> _To do_
Please rewrite the part that opens with the line containing "Indicate the rear" and closes with the line containing "TARGET: green grass", keeping the requests as they are. Scale only the answer coordinates by 2.35, rounding each to a whole number with halves rounded up.

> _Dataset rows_
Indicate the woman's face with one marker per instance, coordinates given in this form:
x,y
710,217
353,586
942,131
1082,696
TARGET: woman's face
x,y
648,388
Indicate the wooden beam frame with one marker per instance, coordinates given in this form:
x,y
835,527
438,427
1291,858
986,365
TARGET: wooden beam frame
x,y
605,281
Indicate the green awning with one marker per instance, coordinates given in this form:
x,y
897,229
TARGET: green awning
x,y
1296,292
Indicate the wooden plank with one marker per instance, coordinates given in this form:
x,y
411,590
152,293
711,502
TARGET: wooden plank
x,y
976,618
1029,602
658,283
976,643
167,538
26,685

==

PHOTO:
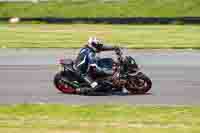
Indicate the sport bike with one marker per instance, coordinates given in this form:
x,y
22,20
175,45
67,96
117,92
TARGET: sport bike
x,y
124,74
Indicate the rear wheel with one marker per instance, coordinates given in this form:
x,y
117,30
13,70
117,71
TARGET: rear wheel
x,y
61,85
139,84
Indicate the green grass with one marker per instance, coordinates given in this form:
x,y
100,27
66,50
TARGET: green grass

> _Task solution_
Indicate the rear wheel with one marker per instance, coordinates given in this form:
x,y
117,30
13,70
117,71
TARGET: rear wheel
x,y
143,200
327,197
Indicate the green grass with one marker per instance, coordinates given in this form:
x,y
100,27
66,50
TARGET: green grass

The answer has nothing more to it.